_REQUIRED WORK:_ Below are records to be copied exactly; their pictures are to be omitted.

========================

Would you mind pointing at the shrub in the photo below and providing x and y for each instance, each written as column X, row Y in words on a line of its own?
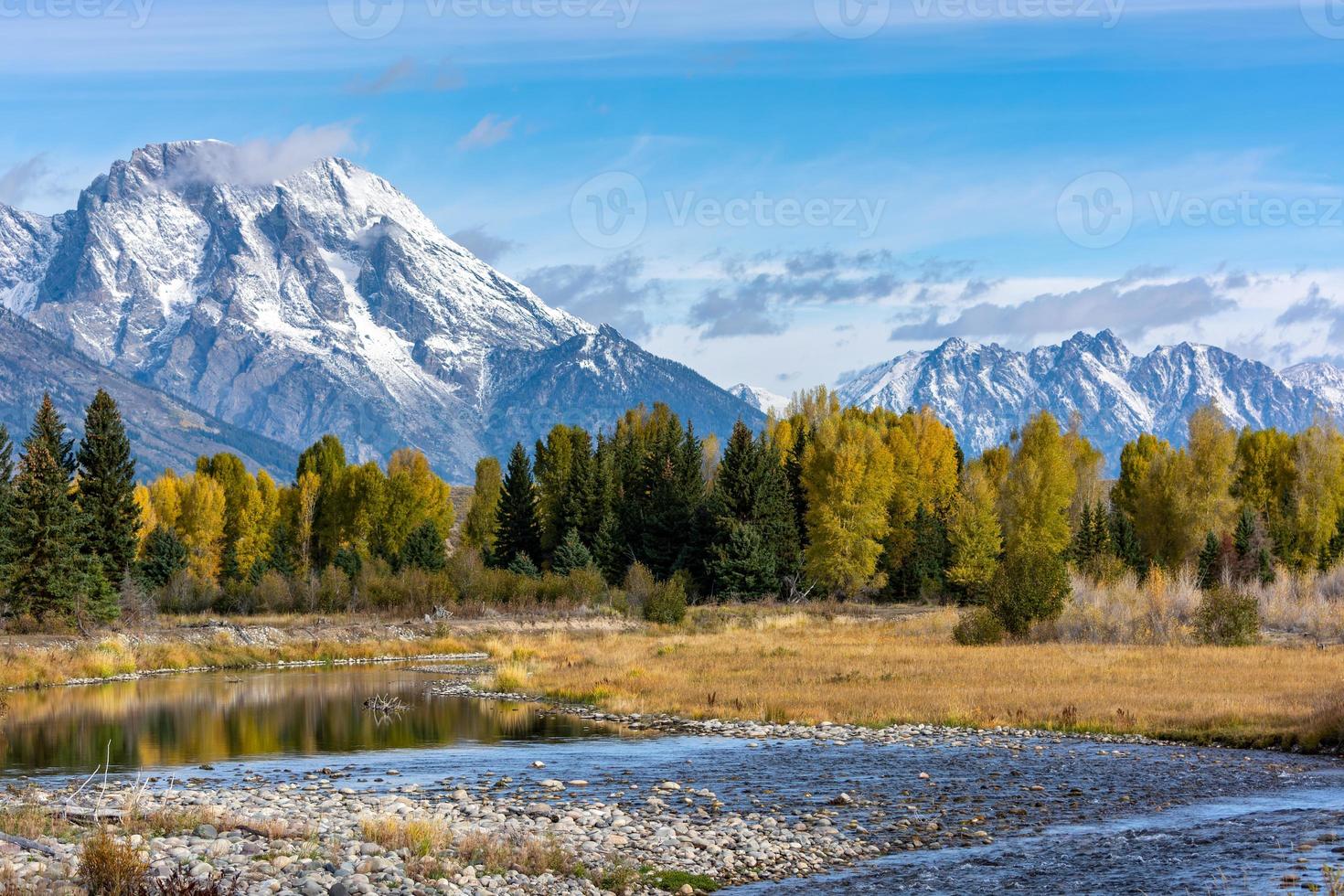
column 638, row 587
column 112, row 868
column 667, row 602
column 1031, row 584
column 978, row 626
column 1229, row 618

========================

_WRITTEN ANSWER:_
Would you mind pointing at the shrub in the photo below and providing x and y for each instance, each written as column X, row Y in words on a line of its own?
column 638, row 587
column 112, row 868
column 667, row 602
column 1031, row 584
column 978, row 626
column 1229, row 618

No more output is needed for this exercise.